[Start Excerpt provided]
- Born: 7 May 1977 (age 49) Dublin, Ireland
- Genres: Celtic; classical;
- Occupations: Singer, voice teacher
- Instruments: Vocals; piano;
- Years active: 1998–present
- Labels: Celtic Collections; Manhattan;

= Lisa Kelly (singer) =

Lisa Kelly (born 7 May 1977) is an Irish singer of both classical and Celtic music and a voice teacher. She has taken part in many musical theatre productions and concerts, and is a founding and former member of the musical group Celtic Woman.

== Early life ==
Lisa Kelly was born in Dublin into a musical family. Her parents, Joe and Noeleen Kelly, and sisters, Joanne and Helen Kelly, were all singers. Lisa started singing at seven, when she starred in the musical version of Bugsy Malone. Her parents were both heavily involved in amateur theatre, influencing Lisa toward studying drama, as well as being classically trained in both piano and singing.

== Career ==
She has played several leading roles, such as "Velma Kelly" in Chicago, "Florence" in Chess, "Laurey" in Oklahoma!, "Maria" in West Side Story and "Sandy" in Grease.
[End Excerpt provided]
## Exercise instructions
1. From the Lisa Kelly biography, transcribe the passage that begins at the words "- Born: 7 May" and stops after the words "group Celtic Woman.".
2. Summarize the Lisa Kelly biography in two sentences.
3. List every character role named in the Career section of the Lisa Kelly biography, each with the show it comes from.
[Start Records]
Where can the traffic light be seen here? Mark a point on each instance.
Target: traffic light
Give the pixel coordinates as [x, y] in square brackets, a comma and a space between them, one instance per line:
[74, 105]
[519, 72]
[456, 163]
[End Records]
## Results of the exercise
1.
- Born: 7 May 1977 (age 49) Dublin, Ireland
- Genres: Celtic; classical;
- Occupations: Singer, voice teacher
- Instruments: Vocals; piano;
- Years active: 1998–present
- Labels: Celtic Collections; Manhattan;

= Lisa Kelly (singer) =

Lisa Kelly (born 7 May 1977) is an Irish singer of both classical and Celtic music and a voice teacher. She has taken part in many musical theatre productions and concerts, and is a founding and former member of the musical group Celtic Woman.

2. Lisa Kelly, born in Dublin on 7 May 1977 into a musical family, is an Irish singer of classical and Celtic music, a voice teacher, and a founding and former member of Celtic Woman. She started singing at seven in the musical version of Bugsy Malone and has played leading roles in shows such as Chicago, Chess, Oklahoma!, West Side Story and Grease.

3.
- Velma Kelly, Chicago
- Florence, Chess
- Laurey, Oklahoma!
- Maria, West Side Story
- Sandy, Grease